Выполните задания:
• A. Воспроизведите из воспоминаний об отце весь отрывок, начиная со слов «А коварство умысла» и вплоть до слов «хлеба и приварка.».
• B. Как поясняется в воспоминаниях об отце, за что молодого батрака Лариона прозвали в деревне Ларькой Помазком?
• C. Напишите продолжение воспоминаний об отце, начав сразу после их последнего предложения.

А коварство умысла Анифатихи заключалось в том, что вскоре она уже кричала от котла с нарочитой ласковостью: «Обе-е-дать, мужички! Обе-е-дать, бабоньки!» Усталые мужички и бабоньки бросали свои косы или вилы-грабли, если шла сеномётка, и тянулись нехотя к полевому стану, обречённо сознавая, что их «надули» в прямом и переносном смыслах, чтобы они с желудками, переполненными квасом, поменьше съели за обедом хозяйского хлеба и приварка.
С горькой усмешкой, помню, рассказывал отец и о том, как он, уже подросший, косил однажды с отцом и сёстрами в ничейном логу сено для домашней коровёнки. Дело ладилось. Но вдруг налетела и окружила их целая орава косцов, нанятых кулаком, владельцем соседних угодий… «Ментом» обкосив Гришу Толстого с сиротами, они стояли потом, опершись на косовища, и победно гоготали. А Липка с Агриппкой плакали от обиды. Пришлось бедным искать траву в других угодьях – по закраинкам.
Так что нынешние многочисленные мифы и легенды о кулаках, как о якобы самых «справных и работящих» крестьянах-хлебопашцах, невинно раскулаченных и сосланных «в голую тундру среди зимы», зачастую далеки от истины. И, мягко говоря, пристрастны. Кулак, он и в Африке кулак. И у молодого батрака Лариона, прозванного в деревне Ларькой Помазком (помазок - дегтярная кисть) за густые чёрные кудри, были веские основания для бунтарского «покраснения».
Что он и сделал вместе с такими же неимущими бедолагами, уйдя после пребывания в окопах Первой мировой на её исходе – в Красную армию и в красные партизаны. «Ходил на Врангеля», по его словам. Подробностей этого его похода, к сожалению, не знаю, не помню. Но сохранил в закоулках памяти одну забавную бытовую байку. Где-то в Крыму был отец с друзьями-соратниками в гостях у некой хохлуши. Угощая красных бойцов, она, вроде той Анифатихи, сперва выставила на стол разные соления, овощи, окрошку с квасом, а когда солдатики с голодухи нахватались этой зелени, стала предлагать жареное да пареное. И тогда один из них, сам родом украинец, сказал со вздохом разочарования: «Сумэла сгадаваты, да не сумэла подаваты». Потом эту фразу отец шутливо повторял всякий раз, ежели мать подавала на стол схожим образом.

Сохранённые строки
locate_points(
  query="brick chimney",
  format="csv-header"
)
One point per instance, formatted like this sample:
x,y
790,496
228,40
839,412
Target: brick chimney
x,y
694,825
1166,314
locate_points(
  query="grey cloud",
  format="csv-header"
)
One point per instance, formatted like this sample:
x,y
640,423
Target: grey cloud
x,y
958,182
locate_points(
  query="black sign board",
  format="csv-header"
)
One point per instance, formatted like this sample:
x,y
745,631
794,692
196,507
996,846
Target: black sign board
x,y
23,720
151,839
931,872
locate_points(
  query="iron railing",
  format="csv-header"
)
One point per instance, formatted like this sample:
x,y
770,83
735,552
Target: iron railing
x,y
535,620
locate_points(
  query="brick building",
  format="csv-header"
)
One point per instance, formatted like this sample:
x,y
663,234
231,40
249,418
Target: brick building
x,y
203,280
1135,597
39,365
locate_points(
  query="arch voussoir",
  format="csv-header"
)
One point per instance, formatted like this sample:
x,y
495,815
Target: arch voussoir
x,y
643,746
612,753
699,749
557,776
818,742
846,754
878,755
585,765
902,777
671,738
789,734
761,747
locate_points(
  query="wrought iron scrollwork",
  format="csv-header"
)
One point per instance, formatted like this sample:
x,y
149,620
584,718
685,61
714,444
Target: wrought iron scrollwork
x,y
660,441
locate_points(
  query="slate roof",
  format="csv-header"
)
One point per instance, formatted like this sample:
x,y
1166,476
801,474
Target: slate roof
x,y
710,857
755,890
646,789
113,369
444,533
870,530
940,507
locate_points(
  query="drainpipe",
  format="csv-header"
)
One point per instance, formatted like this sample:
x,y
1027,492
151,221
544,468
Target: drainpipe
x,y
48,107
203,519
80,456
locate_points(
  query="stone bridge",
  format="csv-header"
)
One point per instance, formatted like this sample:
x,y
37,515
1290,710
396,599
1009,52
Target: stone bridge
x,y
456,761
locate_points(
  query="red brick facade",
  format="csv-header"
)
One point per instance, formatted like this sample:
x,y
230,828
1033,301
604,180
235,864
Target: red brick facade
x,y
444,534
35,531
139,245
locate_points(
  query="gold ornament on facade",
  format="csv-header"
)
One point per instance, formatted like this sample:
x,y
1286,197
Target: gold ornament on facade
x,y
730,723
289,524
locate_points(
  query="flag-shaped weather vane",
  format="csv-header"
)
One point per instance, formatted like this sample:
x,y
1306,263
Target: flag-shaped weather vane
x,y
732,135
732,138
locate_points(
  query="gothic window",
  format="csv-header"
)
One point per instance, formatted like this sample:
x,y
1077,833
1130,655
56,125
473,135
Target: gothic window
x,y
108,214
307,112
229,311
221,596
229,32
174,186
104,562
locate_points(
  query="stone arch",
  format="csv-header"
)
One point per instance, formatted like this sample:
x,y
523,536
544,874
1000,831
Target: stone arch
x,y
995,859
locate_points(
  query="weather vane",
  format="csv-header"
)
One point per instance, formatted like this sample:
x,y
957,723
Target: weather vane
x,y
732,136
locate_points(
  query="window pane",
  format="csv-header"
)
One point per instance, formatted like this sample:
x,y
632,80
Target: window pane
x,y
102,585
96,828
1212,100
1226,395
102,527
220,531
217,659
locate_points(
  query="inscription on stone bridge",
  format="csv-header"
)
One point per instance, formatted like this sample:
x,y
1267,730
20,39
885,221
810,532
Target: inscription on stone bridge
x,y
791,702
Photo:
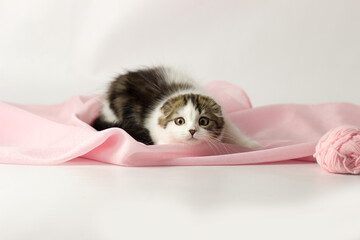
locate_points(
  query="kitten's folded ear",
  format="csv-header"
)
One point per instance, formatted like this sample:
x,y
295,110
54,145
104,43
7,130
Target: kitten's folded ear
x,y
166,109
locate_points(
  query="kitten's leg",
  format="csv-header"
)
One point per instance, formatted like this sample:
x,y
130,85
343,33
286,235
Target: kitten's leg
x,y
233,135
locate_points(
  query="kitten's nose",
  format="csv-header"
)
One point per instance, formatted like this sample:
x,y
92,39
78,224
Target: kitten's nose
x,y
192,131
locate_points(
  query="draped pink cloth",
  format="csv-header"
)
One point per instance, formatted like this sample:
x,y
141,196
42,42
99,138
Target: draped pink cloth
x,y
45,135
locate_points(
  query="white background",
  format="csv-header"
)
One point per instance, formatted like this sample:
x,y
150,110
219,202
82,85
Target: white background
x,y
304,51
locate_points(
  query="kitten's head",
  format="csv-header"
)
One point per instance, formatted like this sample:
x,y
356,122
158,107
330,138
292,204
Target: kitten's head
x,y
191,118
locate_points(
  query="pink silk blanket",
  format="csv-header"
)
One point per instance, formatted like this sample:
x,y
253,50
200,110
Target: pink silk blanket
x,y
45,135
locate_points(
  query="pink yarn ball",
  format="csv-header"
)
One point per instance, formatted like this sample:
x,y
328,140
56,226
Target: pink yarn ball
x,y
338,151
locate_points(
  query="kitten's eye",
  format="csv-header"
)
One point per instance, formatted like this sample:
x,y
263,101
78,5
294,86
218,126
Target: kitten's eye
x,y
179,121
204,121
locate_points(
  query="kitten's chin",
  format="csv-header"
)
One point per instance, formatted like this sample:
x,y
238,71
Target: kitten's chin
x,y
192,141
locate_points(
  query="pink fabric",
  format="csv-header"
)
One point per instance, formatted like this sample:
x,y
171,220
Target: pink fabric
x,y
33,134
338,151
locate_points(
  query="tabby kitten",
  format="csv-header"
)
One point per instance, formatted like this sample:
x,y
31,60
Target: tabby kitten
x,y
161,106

Результаты:
• A.
А коварство умысла Анифатихи заключалось в том, что вскоре она уже кричала от котла с нарочитой ласковостью: «Обе-е-дать, мужички! Обе-е-дать, бабоньки!» Усталые мужички и бабоньки бросали свои косы или вилы-грабли, если шла сеномётка, и тянулись нехотя к полевому стану, обречённо сознавая, что их «надули» в прямом и переносном смыслах, чтобы они с желудками, переполненными квасом, поменьше съели за обедом хозяйского хлеба и приварка.

• B. За густые чёрные кудри.

• C.
Успел отец повоевать на Гражданской и в Сибири, в рядах знаменитой партизанской армии Кравченко и Щетинкина (с которой, видимо, позже и «ходил на Врангеля»). Петра Щетинкина знал даже лично. По крайней мере, я помню из его рассказов, что Пётр Ефимович, когда отец стоял на дозоре у штаба, каждый раз, приходя «на службу», обязательно здоровался с ним за руку. Как, впрочем, и с другими бойцами-партизанами.
Любопытный факт. Через многие годы, когда отца уже не было в живых, я приехал в старинное минусинское село Ново-Троицкое, чтобы написать о нём для «Красноярского рабочего». Встречаясь с его жителями, навестил и старожила, бывшего красного партизана Котуха (имени-отчества не помню), воевавшего в армии Щетинкина. И когда в ходе беседы сказал ему, что мой отец тоже воевал у Щетинкина и даже здоровался с ним за руку у некоего штаба, старик Котух вдруг оживился, хлопнул себя по коленям и воскликнул: «Дак я ж знал твоего батю! Ларивона, таскинского старовера! А штаб тот, о коем говоришь, располагался в аккурат здесь, в Ново-Троицком, а именно - в нашем доме, в котором мы с тобой сидим! Стол Петра Ефимыча стоял вот в этой комнате, в горнице…». Было, чему удивиться. Воистину – мир тесен.
К слову, в моём домашнем архиве доселе хранится «Удостоверение бывшего красногвардейца и красного партизана» за номером 15, выданное отцу уже позднее, в 30-е годы, Президиумом Каратузского райисполкома на основе Постановления ЦИК и СНК Союза СССР от 13 января 1930 года – «О льготах бывшим красногвардейцам и красным партизанам». Подписано председателем райисполкома Котиковым и секретарём Алиферовым. Забавно сегодня читать, что красные партизаны и члены их семей имели, например, 50-процентную скидку не только «на пользование коммунальной квартирой», но и - «коммунальной баней», «на питание в кооперативных столовых» и «на получение билета в кино, театры и прочие зрелища», а ещё располагали правом «бесплатного проезда через паромную переправу» и «снабжения продовольствием и промтоварами по нормам для рабочих производственных цехов по первой категории» Особенно впечатляет последняя строка, когда подумаешь о «льготах» для нынешнего «гегемона», уже, кажется, и вообще исчезнувшего как класс.
Понятно, что, возвратившись домой из походов «на Врангеля» и «на Колчака», отец чувствовал себя героем, да и, наверное, был таковым по своим временам. В Таскино он получил, наконец, свой земельный надел над Пашиным озером, который старожилы до сих пор называют Щербаковской пашней, с примыкающим к ней Щербаковским же логом. Произвёл запашку клина. Женился на моей будущей матери, тогда – молоденькой девчонке Мане Кокуровой, дочери Василия Кокурова. столыпинского переселенца, прибывшего откуда-то «из-под Нижегорода». Потом мать нам рассказывала, что отец ходил в кожанке и папахе с красной лентой наискосок, почти в униформе тогдашних красных партизан, и был, разумеется, завидным женихом, несмотря на своё батрацкое прошлое.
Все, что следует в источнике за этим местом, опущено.